## JOB 1
Count the lines in the records below that contain the string "tree", treating case as significant, and give only the number.

[BEGIN TEXT SHOWN]

1. Parallels are drawn as straight lines, parallel to each other. | still valid |
2. Parallels are equally spaced on all meridians. | not valid |
3. Meridians, the equator and other great circles are drawn as straight lines. | only valid for meridians and the equator |
4. Meridians converge at the poles. | not valid |
5. Meridians are equally spaced on each parallel, but the distances between meridians decreases from the equator to the poles. | meridians are equally spaced but distances do not decrease |
6. Parallels at 60° latitude are half the length of the equator, and the distance between two meridians at 60° latitude is half the distance between the same two meridians at the equator. | not valid |
7. Parallels and meridians cross each other at right angles. | still valid |
8. The area of the surface between any two parallels and any two meridians is the same anywhere between the same two parallels and between two other meridians spaced the same as the first two. This statement also holds true for the shape of that surface area. | still valid |
9. The scale of a globe is true in any direction and in any location. | not a globe |
The Mercator Projection was one example of a Rectangular Cylindrical Projection. The defining characteristic of rectangular projections is simply the overall shape of the world map. The main reason for that is that both the parallels and meridians are drawn as straight lines.

[END TEXT SHOWN]
[BEGIN SUPPLIED INFORMATION]

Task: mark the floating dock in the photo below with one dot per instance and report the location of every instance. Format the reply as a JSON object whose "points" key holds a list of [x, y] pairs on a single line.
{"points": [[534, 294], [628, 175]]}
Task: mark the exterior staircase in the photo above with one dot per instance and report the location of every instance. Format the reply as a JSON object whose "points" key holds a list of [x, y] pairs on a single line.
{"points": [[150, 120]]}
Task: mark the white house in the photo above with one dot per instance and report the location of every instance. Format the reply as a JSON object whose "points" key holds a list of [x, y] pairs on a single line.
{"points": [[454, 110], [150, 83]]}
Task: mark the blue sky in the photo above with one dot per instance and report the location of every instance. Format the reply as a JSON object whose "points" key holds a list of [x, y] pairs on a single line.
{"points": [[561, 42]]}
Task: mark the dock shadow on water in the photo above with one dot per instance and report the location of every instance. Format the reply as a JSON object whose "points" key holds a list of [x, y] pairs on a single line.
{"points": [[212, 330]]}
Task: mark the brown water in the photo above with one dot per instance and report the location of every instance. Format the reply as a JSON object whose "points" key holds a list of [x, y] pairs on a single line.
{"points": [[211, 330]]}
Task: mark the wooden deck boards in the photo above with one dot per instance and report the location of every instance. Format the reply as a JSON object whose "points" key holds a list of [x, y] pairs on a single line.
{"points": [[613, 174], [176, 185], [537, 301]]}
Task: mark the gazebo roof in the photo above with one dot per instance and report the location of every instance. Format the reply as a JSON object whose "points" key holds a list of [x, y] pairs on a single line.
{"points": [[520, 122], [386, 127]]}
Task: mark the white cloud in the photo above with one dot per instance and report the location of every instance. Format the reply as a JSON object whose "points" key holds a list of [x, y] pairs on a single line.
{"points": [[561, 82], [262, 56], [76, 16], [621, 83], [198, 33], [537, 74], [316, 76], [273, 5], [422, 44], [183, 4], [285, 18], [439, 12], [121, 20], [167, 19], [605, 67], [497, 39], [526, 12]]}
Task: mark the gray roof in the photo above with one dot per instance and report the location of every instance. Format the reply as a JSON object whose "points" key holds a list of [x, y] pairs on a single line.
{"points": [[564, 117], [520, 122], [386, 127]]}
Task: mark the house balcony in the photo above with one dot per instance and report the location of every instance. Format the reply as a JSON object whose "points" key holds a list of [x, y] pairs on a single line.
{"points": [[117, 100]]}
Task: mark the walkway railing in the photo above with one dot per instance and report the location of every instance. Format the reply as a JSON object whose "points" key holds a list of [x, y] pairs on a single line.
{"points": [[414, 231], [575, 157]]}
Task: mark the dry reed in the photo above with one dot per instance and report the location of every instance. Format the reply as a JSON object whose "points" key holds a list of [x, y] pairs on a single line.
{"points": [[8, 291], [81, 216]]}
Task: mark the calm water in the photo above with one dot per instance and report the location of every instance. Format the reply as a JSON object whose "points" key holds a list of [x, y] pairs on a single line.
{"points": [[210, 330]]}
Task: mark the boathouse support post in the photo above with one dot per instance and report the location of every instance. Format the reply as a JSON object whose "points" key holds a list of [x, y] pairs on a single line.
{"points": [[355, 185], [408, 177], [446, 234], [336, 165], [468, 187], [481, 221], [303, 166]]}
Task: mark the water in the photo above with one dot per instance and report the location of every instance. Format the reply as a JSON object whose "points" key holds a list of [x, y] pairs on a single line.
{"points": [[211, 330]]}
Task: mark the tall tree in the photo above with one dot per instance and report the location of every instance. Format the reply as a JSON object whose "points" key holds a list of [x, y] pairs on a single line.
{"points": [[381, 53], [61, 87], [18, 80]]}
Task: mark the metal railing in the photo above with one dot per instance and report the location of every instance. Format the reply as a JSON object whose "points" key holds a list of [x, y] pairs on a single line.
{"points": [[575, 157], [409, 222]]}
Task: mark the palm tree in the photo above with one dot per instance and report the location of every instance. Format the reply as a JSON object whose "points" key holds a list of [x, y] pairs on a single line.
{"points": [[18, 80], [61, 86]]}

[END SUPPLIED INFORMATION]

## JOB 2
Answer these questions using the table on globe properties above:
(a) What verdict is given for the statement that parallels and meridians cross each other at right angles?
(b) What verdict is given for the statement that meridians, the equator and other great circles are drawn as straight lines?
(c) Which projection is named as an example of a Rectangular Cylindrical Projection?

## COMPLETE ANSWER 1
2

## COMPLETE ANSWER 2
(a) Still valid.
(b) Only valid for meridians and the equator.
(c) The Mercator Projection.